→ **Problem description**
Reproduce the listing from the line that contains "Spot the twin" through the line that contains "(1013, 600)", replacing "put a point" with "place a dot" and leaving everything else unchanged.

(A block of data)
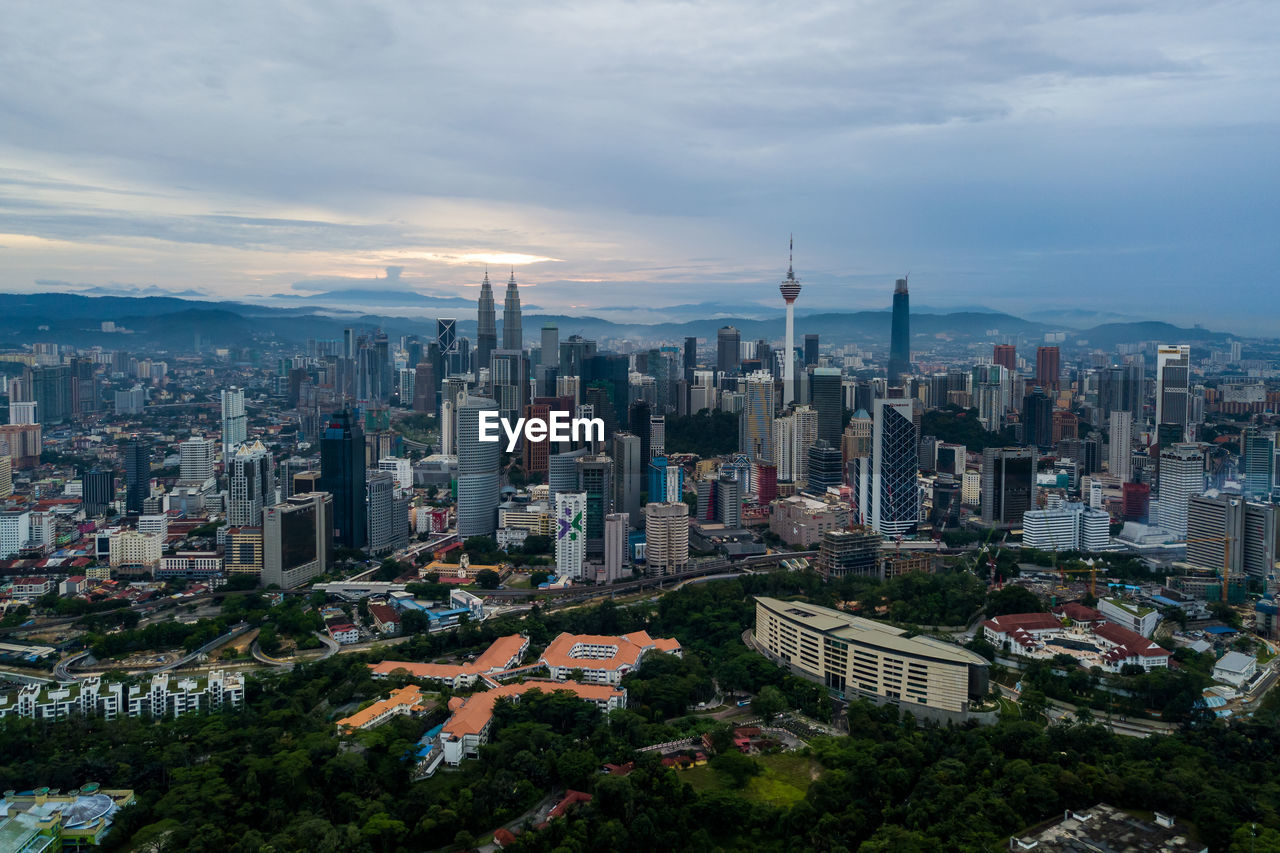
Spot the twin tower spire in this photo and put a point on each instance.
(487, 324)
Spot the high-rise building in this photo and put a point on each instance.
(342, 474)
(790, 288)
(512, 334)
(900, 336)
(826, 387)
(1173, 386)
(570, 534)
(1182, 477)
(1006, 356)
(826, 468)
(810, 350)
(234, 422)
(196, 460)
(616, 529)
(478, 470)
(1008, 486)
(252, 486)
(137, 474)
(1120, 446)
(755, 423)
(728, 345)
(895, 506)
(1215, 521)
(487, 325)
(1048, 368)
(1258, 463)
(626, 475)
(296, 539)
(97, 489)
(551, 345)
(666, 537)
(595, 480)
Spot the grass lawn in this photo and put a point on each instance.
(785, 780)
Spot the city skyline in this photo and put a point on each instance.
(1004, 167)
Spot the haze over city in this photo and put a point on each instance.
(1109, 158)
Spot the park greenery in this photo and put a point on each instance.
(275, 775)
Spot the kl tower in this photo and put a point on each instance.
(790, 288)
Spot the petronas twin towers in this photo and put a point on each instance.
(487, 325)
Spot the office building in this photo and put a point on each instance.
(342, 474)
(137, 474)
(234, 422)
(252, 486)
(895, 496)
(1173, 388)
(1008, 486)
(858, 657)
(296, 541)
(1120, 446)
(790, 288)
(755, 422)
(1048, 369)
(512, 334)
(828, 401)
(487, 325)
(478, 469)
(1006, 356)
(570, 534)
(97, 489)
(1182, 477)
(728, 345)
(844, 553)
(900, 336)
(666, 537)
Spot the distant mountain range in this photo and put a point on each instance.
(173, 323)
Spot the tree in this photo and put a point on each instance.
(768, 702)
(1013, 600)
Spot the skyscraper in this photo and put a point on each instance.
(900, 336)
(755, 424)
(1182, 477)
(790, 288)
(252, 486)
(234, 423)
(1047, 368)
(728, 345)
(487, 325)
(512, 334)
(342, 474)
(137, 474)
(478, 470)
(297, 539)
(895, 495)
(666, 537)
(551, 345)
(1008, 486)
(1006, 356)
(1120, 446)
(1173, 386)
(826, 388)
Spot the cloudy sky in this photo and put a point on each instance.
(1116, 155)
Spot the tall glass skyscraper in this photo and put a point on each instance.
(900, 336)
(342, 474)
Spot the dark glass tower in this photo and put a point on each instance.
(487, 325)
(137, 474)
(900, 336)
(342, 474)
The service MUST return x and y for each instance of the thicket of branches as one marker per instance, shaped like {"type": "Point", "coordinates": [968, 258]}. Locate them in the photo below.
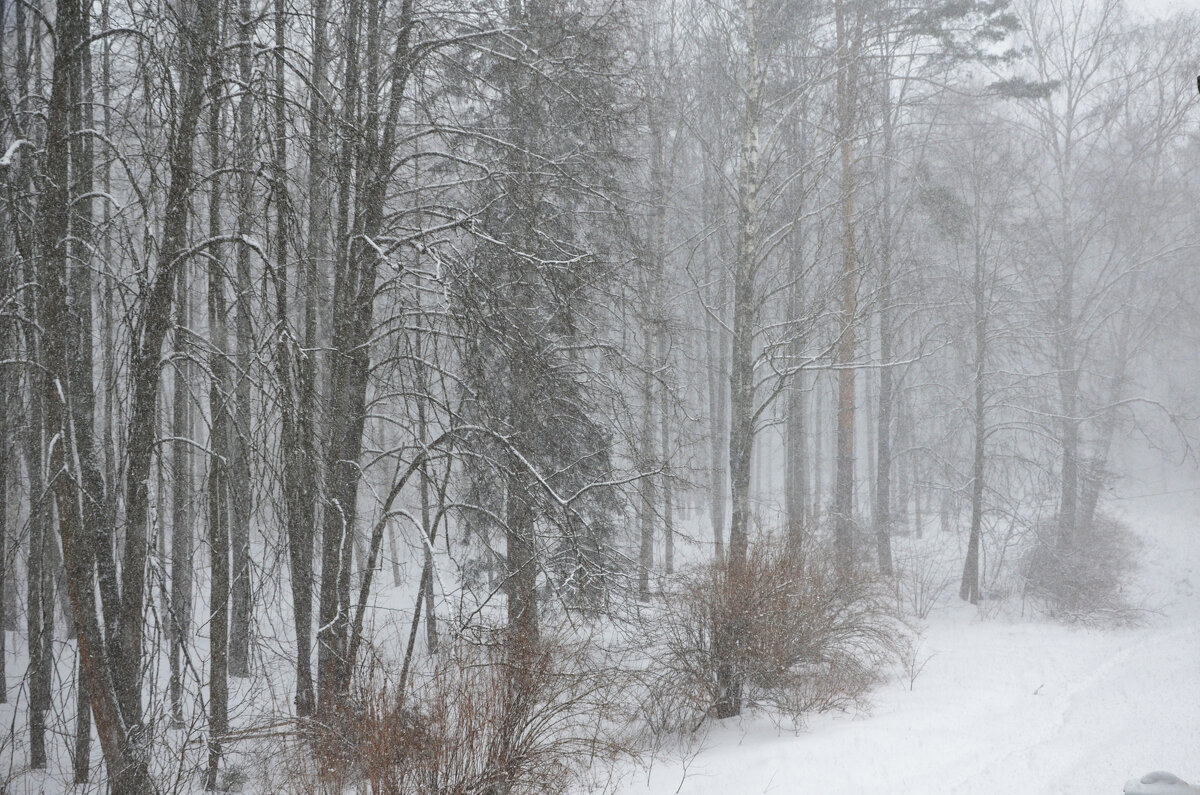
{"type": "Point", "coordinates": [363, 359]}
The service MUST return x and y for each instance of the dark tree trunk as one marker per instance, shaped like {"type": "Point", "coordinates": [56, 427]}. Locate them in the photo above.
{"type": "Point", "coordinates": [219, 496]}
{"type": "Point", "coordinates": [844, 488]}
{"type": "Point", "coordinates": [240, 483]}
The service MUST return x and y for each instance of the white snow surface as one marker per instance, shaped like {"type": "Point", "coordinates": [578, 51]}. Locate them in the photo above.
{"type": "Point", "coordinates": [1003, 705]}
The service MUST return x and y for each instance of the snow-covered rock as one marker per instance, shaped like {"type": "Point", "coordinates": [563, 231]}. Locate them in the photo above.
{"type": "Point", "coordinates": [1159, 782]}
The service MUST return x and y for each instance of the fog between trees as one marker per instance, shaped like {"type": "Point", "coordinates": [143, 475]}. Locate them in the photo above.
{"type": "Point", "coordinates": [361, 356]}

...

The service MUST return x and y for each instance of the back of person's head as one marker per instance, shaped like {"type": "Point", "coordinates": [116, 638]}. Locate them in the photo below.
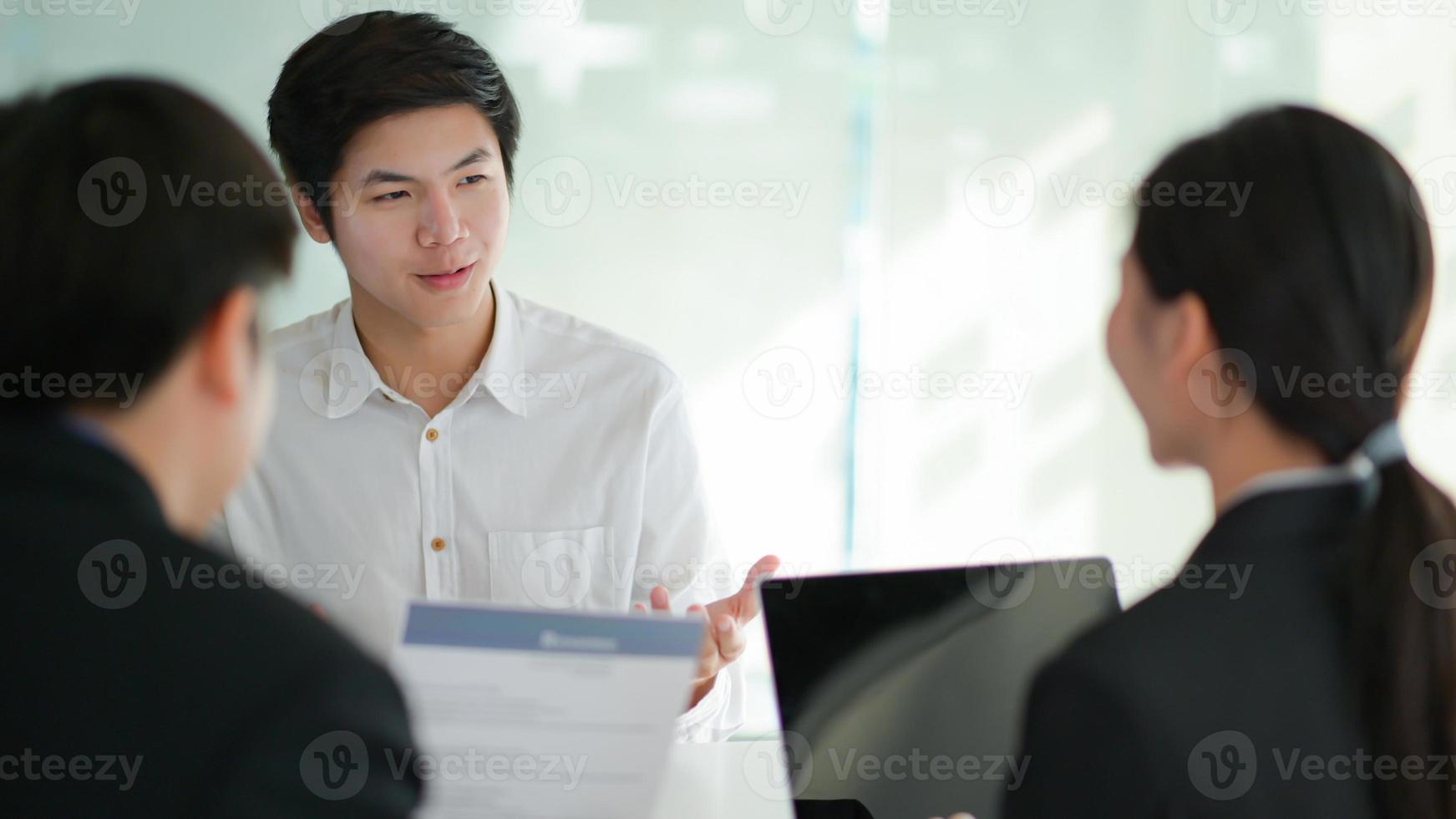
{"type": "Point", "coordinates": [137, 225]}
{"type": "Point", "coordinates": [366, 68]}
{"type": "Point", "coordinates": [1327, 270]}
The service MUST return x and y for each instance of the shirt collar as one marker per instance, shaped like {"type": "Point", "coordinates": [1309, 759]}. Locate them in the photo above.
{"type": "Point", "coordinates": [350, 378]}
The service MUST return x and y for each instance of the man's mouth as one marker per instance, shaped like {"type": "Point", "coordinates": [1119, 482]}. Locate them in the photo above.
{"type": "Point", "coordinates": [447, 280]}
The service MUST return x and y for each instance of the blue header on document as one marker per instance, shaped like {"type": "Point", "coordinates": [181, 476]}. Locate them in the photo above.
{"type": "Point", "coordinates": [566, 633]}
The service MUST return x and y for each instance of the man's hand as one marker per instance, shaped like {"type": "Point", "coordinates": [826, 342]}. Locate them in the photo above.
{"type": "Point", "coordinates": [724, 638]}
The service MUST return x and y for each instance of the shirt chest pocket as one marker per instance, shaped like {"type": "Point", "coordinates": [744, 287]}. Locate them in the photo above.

--

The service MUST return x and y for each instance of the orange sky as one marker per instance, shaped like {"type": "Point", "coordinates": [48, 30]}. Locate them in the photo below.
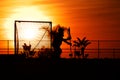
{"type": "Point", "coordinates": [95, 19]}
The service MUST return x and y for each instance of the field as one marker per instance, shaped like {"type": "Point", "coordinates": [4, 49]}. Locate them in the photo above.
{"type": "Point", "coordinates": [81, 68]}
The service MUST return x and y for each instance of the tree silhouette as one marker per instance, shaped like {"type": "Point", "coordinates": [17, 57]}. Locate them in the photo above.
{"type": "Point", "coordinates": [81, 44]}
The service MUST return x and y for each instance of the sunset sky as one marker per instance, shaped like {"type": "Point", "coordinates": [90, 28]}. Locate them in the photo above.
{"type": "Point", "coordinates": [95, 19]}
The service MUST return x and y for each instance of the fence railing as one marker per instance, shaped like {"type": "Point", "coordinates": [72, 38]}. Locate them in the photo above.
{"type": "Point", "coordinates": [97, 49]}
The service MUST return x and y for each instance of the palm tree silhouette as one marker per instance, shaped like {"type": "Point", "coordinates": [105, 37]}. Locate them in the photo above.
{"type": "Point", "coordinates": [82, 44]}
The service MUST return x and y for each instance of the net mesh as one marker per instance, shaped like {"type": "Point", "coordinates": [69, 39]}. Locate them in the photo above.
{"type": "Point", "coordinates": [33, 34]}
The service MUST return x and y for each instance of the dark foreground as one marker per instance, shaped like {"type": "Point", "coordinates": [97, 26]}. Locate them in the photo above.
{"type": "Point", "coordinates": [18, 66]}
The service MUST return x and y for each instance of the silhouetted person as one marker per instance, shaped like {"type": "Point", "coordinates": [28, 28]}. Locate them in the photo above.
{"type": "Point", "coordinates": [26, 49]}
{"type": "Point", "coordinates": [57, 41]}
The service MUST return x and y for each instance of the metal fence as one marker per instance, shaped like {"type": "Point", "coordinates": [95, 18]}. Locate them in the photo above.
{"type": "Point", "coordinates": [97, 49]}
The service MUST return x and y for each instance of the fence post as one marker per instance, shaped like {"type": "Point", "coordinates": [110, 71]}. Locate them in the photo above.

→ **Exercise result**
Spot the twin tower spire in this photo and place a dot on each instance.
(487, 324)
Spot the high-rise building in this photo and place a dot on each instance.
(342, 474)
(790, 288)
(512, 334)
(900, 336)
(826, 387)
(1173, 386)
(570, 534)
(1182, 477)
(1006, 356)
(826, 468)
(810, 350)
(234, 422)
(196, 460)
(616, 529)
(478, 470)
(1008, 486)
(252, 486)
(137, 474)
(1120, 446)
(755, 423)
(728, 345)
(895, 506)
(1215, 521)
(487, 325)
(1048, 368)
(1258, 463)
(626, 475)
(296, 539)
(97, 489)
(551, 345)
(666, 537)
(595, 480)
Spot the grass lawn in this photo and place a dot on each instance.
(785, 780)
Spot the city skyline in this photo and place a dot on each instance.
(1004, 167)
Spot the haze over city in this photo and place a dot on each instance.
(1109, 158)
Spot the park greenery in this photo and place a dot on each instance.
(275, 775)
Spot the kl tower in this photo and place a dot on each instance.
(790, 288)
Spot the petronas twin towers in this photo and place a dot on each instance.
(487, 325)
Spot the office building in this photo and place a dot on each instance.
(342, 474)
(137, 474)
(234, 422)
(252, 486)
(895, 496)
(1173, 388)
(1008, 486)
(858, 657)
(296, 541)
(1120, 446)
(790, 288)
(755, 422)
(1048, 369)
(512, 334)
(828, 401)
(487, 325)
(478, 469)
(1006, 356)
(570, 534)
(97, 489)
(1182, 477)
(728, 345)
(844, 553)
(900, 336)
(666, 537)
Spot the distant mountain range in this photo and place a dot on each instance.
(173, 323)
Spot the tree in this photo and place a dot on each instance.
(768, 702)
(1013, 600)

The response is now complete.